Directions for this task: Precise copying is required. Return the data below in full.

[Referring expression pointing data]
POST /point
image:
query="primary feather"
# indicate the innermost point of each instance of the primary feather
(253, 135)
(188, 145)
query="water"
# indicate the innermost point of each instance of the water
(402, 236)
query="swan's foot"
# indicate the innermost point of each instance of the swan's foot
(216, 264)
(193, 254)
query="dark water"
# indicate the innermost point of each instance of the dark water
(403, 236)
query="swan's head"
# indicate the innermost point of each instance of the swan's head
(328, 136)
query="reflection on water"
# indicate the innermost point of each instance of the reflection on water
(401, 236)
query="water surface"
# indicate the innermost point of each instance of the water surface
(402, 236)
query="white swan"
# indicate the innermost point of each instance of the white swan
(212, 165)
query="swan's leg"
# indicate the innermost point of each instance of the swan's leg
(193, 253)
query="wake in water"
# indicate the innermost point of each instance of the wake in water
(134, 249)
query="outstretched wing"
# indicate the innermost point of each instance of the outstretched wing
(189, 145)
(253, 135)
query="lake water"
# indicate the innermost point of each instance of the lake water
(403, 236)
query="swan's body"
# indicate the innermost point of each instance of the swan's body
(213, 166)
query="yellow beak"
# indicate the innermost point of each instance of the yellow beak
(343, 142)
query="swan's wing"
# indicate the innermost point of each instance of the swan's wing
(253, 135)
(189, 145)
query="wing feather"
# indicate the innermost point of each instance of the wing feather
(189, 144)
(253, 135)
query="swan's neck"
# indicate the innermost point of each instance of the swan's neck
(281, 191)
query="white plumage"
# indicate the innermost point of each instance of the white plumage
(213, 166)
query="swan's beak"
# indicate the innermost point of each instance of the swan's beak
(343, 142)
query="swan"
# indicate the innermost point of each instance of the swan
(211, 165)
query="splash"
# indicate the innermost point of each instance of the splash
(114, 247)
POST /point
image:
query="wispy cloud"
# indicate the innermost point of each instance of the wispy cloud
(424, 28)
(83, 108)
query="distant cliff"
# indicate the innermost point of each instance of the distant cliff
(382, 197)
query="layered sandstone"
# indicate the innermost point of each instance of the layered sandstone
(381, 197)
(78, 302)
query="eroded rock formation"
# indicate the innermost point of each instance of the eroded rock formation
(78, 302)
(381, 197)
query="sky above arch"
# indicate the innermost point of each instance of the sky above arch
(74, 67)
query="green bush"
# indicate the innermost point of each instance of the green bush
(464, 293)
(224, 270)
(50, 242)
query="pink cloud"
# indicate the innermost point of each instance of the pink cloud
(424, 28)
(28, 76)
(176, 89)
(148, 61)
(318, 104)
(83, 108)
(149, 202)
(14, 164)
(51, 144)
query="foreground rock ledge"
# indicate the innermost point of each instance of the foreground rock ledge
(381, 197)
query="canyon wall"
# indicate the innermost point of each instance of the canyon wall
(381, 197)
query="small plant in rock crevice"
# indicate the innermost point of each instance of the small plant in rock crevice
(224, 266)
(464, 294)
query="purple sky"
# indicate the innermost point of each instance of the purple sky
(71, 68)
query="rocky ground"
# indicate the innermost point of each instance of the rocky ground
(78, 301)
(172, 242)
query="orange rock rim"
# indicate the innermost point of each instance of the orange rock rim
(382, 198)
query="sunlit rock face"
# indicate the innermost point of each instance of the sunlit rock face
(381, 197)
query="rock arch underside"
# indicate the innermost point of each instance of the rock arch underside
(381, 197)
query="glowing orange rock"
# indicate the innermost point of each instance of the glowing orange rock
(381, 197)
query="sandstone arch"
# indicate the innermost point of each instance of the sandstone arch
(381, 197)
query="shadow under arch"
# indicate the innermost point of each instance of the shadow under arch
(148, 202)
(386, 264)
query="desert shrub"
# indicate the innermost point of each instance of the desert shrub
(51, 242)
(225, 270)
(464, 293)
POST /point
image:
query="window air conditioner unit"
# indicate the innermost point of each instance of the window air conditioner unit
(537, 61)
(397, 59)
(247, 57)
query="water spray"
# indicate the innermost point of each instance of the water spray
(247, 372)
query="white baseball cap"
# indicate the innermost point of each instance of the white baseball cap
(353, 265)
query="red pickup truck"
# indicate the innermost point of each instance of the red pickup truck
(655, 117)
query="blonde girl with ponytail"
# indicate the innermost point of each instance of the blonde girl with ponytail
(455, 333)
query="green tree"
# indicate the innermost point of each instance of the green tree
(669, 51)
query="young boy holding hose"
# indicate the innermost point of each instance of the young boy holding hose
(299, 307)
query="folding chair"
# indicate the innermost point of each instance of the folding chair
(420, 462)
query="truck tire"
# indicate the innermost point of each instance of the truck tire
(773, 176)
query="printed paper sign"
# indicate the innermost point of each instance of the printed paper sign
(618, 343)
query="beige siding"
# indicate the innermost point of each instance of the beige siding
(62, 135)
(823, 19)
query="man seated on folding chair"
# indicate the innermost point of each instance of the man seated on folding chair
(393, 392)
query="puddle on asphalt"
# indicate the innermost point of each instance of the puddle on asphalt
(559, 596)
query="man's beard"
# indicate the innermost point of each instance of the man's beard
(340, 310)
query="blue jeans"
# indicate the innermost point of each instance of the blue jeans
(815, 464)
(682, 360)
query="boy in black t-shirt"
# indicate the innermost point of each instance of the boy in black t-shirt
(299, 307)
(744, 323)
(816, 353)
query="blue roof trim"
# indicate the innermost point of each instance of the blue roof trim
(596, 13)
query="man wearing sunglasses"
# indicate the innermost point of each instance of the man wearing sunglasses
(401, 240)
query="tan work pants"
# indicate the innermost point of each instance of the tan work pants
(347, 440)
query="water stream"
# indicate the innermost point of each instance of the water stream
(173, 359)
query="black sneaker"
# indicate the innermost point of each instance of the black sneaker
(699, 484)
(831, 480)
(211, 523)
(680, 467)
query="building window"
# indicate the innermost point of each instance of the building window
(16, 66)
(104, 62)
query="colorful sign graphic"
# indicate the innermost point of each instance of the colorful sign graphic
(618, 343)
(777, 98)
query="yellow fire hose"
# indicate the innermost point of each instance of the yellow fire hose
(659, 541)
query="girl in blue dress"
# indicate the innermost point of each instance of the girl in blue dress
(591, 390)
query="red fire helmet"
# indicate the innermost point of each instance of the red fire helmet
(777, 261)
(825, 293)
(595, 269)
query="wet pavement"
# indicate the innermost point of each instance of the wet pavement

Task answer:
POST /point
image:
query="primary feather"
# indicate the innermost point of each instance of the primary feather
(253, 135)
(188, 145)
query="water"
# indicate the innermost point of each instance of the water
(402, 236)
query="swan's foot"
# indicate the innermost point of each instance of the swan's foot
(216, 264)
(193, 254)
query="dark water"
# indicate the innermost point of each instance of the dark water
(403, 236)
query="swan's head"
# indicate the innermost point of each instance of the swan's head
(328, 136)
query="reflection on water"
# indicate the innermost point of each instance of the reflection on water
(401, 236)
query="water surface"
# indicate the innermost point of each instance of the water surface
(402, 236)
query="white swan"
# indicate the innermost point of each instance of the white swan
(212, 165)
query="swan's leg"
# indicate the innermost point of each instance of the swan's leg
(193, 253)
query="wake in water"
# indicate the innermost point of each instance of the wake in water
(134, 249)
query="outstretched wing"
# indicate the innermost point of each instance of the outstretched wing
(189, 145)
(253, 135)
query="lake water"
# indicate the innermost point of each instance of the lake water
(403, 236)
query="swan's body"
# indicate the innermost point of each instance of the swan's body
(213, 166)
query="yellow beak"
# indicate the innermost point of each instance of the yellow beak
(343, 142)
query="swan's wing"
# indicate the innermost point of each instance of the swan's wing
(253, 135)
(189, 145)
query="wing feather"
# indicate the innermost point of each instance of the wing feather
(189, 144)
(253, 135)
query="swan's neck"
# indicate the innermost point of each instance of the swan's neck
(281, 191)
query="white plumage"
# indicate the innermost point of each instance of the white plumage
(213, 166)
query="swan's beak"
# indicate the innermost point of each instance of the swan's beak
(343, 142)
query="swan"
# indicate the innermost point of each instance of the swan
(211, 165)
query="splash"
# indicate the innermost point of each instance of the splash
(114, 247)
POST /point
image:
query="wispy cloud"
# indicate the innermost point of each instance of the wispy cloud
(424, 28)
(83, 108)
query="distant cliff"
# indicate the innermost point of each instance of the distant cliff
(382, 197)
query="layered sandstone"
# indicate the innermost point of each instance of the layered sandstone
(381, 197)
(78, 302)
query="eroded rock formation"
# indicate the innermost point of each instance of the eroded rock formation
(78, 302)
(381, 197)
query="sky above arch"
# indicate the innermost point of each instance of the sky above arch
(74, 67)
query="green bush"
# indicate the innermost point of each instance of the green bush
(464, 293)
(224, 270)
(50, 242)
query="pink cloud"
# indicate the innermost point of each instance of the pink cloud
(424, 28)
(28, 76)
(176, 89)
(148, 61)
(318, 104)
(83, 108)
(149, 202)
(14, 164)
(51, 144)
query="foreground rock ledge"
# indicate the innermost point of each instance of the foreground rock ledge
(381, 197)
query="canyon wall"
# indicate the innermost point of each instance of the canyon wall
(381, 197)
query="small plant in rock crevice"
# indicate the innermost point of each instance of the small plant in rock crevice
(224, 266)
(464, 294)
query="purple sky"
# indicate the innermost point of each instance of the purple sky
(71, 68)
query="rocky ground"
# indicate the innermost point of each instance of the rocky ground
(78, 301)
(172, 242)
query="orange rock rim"
# indicate the innermost point of each instance of the orange rock rim
(382, 198)
query="sunlit rock face"
# indicate the innermost point of each instance of the sunlit rock face
(381, 197)
query="rock arch underside"
# indicate the innermost point of each instance of the rock arch underside
(381, 197)
query="glowing orange rock"
# indicate the innermost point of each instance of the glowing orange rock
(381, 197)
query="sandstone arch"
# indicate the innermost point of each instance of the sandstone arch
(381, 197)
query="shadow under arch"
# indicate the innermost point of each instance of the shadow under arch
(148, 202)
(386, 264)
query="desert shrub"
# indicate the innermost point of each instance of the desert shrub
(51, 242)
(225, 270)
(464, 293)
POST /point
image:
query="window air conditioner unit"
# indicate the innermost point of each instance of the window air conditioner unit
(537, 61)
(397, 59)
(247, 57)
query="water spray"
# indicate the innermost point of each instance of the water spray
(247, 372)
query="white baseball cap"
# indicate the innermost point of each instance of the white baseball cap
(353, 265)
query="red pickup truck"
# indicate the innermost point of each instance of the red pickup truck
(655, 117)
query="blonde girl with ponytail"
# indicate the innermost point of each instance of the blonde girl with ponytail
(455, 333)
query="green tree"
# indicate the innermost point of each instance of the green tree
(669, 51)
query="young boy holding hose"
# indicate the innermost point of each instance of the young boy holding hose
(299, 307)
query="folding chair"
# indicate the innermost point of each instance of the folding chair
(420, 462)
query="truck tire"
# indicate the innermost point of each instance of the truck tire
(773, 176)
query="printed paper sign"
# indicate the innermost point of each instance of the printed paper sign
(618, 343)
query="beige siding"
# indicate the innermost point of each instance of the beige siding
(62, 135)
(823, 19)
query="man seated on folding chair"
# indicate the innermost point of each instance of the man seated on folding chair
(393, 392)
query="puddle on asphalt"
# indicate the innermost point of each instance of the puddle on asphalt
(559, 596)
query="man's beard"
# indicate the innermost point of each instance of the man's beard
(340, 310)
query="blue jeans"
# indicate the innermost point of each instance of the blue jeans
(815, 464)
(682, 360)
query="boy in black t-shirt"
# indicate the innermost point of each instance of the boy in black t-shirt
(299, 307)
(744, 323)
(816, 353)
query="blue roof trim"
# indicate the innermost point of each instance of the blue roof trim
(596, 13)
query="man wearing sunglasses"
# indicate the innermost point of each instance of the man wearing sunglasses
(401, 240)
query="tan work pants"
# indicate the innermost point of each instance of the tan work pants
(347, 440)
query="water stream"
# indicate the innermost point of each instance of the water stream
(173, 359)
query="black sneaker"
# indicate the innermost point of each instance of the black sneaker
(699, 484)
(831, 480)
(211, 523)
(680, 467)
query="building window"
# indicate the innermost point of each instance of the building window
(16, 66)
(104, 62)
query="colorful sign graphic"
# indicate the innermost point of each instance of the colorful sign graphic
(618, 343)
(777, 98)
query="yellow fire hose"
# indicate the innermost point of each instance of the yellow fire hose
(659, 541)
query="girl in blue dress"
# indicate the innermost point of each instance of the girl in blue dress
(591, 390)
query="red fire helmet"
# indicate the innermost point of each instance of the red fire helmet
(777, 261)
(825, 293)
(595, 269)
query="wet pavement"
# indicate the innermost point of each instance of the wet pavement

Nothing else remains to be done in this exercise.